### [Opis zadania]
Powtórz wszystkie poniższe rekordy bez żadnych zmian, znak po znaku.

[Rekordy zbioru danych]
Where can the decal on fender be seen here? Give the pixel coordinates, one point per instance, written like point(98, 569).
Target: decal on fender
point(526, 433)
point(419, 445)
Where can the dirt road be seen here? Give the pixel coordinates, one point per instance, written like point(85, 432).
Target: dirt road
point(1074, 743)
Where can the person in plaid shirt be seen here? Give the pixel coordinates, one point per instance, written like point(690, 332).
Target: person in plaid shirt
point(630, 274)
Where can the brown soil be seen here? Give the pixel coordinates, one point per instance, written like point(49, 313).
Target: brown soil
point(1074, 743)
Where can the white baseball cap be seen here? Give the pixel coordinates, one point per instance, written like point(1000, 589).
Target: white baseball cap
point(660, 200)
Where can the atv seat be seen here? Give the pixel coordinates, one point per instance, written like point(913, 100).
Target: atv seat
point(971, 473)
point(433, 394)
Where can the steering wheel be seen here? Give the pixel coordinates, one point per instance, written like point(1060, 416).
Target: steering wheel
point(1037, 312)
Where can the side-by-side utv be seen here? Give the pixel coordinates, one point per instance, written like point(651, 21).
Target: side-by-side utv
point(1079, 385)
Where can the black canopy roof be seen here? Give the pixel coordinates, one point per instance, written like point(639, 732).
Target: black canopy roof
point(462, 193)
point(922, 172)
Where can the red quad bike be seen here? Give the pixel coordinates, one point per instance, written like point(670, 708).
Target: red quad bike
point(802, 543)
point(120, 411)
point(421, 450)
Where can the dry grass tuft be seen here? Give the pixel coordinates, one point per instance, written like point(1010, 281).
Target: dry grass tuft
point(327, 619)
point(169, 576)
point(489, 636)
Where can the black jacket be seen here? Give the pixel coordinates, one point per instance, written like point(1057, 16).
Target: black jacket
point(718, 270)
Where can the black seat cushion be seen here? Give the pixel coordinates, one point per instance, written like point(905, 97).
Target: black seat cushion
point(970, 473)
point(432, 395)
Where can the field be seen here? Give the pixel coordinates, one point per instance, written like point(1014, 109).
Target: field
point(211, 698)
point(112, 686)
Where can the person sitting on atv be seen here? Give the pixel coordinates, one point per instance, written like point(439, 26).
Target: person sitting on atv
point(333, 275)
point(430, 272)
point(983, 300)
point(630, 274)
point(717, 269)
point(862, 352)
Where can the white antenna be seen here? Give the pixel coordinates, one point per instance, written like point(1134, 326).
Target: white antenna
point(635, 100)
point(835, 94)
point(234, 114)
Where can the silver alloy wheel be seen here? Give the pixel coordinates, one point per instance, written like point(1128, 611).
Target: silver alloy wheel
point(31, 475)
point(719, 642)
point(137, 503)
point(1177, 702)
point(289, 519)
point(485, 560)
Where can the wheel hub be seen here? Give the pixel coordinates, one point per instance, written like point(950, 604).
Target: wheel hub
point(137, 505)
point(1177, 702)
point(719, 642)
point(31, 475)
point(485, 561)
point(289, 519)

### [Odpowiedź pisemna]
Where can the decal on fender be seen here? Give the pixel coordinates, one point per instance, written like point(98, 569).
Target: decal on fender
point(526, 433)
point(419, 445)
Where can the dirt road be seen here? Give the pixel coordinates, one point per instance, written like point(85, 432).
Target: dirt road
point(1074, 743)
Where can the person in plaid shirt be seen here? Give the pixel coordinates, one point per instance, written like point(690, 332).
Target: person in plaid shirt
point(630, 274)
Where can the brown soil be seen here? Give the pixel coordinates, one point per instance, written like point(49, 313).
Target: brown soil
point(1074, 743)
Where can the white baseball cap be seen here? Give the pixel coordinates, one point per instance, written like point(1000, 589).
Target: white baseball cap
point(660, 200)
Where can the atv seat be seen here? Give the pixel coordinates, one point per instance, written like point(913, 100).
Target: atv seat
point(971, 473)
point(433, 394)
Where can the steering wheel be seen here? Give the pixel coordinates, one point per instance, written like point(1060, 416).
Target: steering wheel
point(1037, 312)
Where can the side-by-side utv be seen here? Give the pixel coordinates, one point per instance, written like point(651, 21).
Target: side-by-side utv
point(1079, 385)
Where can the black canopy roof be seen here? Give the pixel coordinates, one point per instance, written like point(639, 732).
Target: black canopy roof
point(462, 193)
point(922, 172)
Where can the red quad bike be seen here? Give the pixel coordinates, one point per instance, written like point(670, 708).
Target: red quad bike
point(802, 543)
point(120, 411)
point(421, 450)
Where can the dry grass tuft be seen here? Give the pixel coordinates, one point per instance, written like point(1010, 281).
Target: dry grass tuft
point(327, 619)
point(169, 576)
point(489, 636)
Where can the black jacket be seen here? Give the pixel coordinates, one point per instance, written like point(1057, 16).
Target: black jacket
point(718, 270)
Where can the black seat cushion be seen here? Give the pixel coordinates, one point per instance, written like point(905, 97).
Target: black seat cushion
point(970, 473)
point(432, 395)
Where can the field be seen here? Give the pixel coordinates, one point per instance, written like point(1014, 109).
Target: field
point(211, 698)
point(112, 686)
Where can the person sitting on atv be seen here? Give the pixel coordinates, one point per instance, written like point(439, 26).
Target: person sitting on atv
point(333, 275)
point(430, 272)
point(983, 300)
point(630, 274)
point(717, 269)
point(862, 352)
Where can the white antenna be seen here? Give the pixel coordinates, one point per instance, written like point(1134, 326).
Target: white antenna
point(635, 100)
point(835, 94)
point(234, 114)
Where can the silver alloy wheel be seen here? Give the pixel coordinates, one point per instance, written like point(1128, 611).
Target: silver alloy wheel
point(31, 475)
point(719, 642)
point(137, 503)
point(1177, 702)
point(289, 519)
point(485, 560)
Where can the wheel hub be seen here? Give the pixel coordinates, one point per instance, written like point(950, 604).
Target: wheel hub
point(137, 505)
point(1177, 702)
point(719, 642)
point(31, 475)
point(485, 561)
point(289, 519)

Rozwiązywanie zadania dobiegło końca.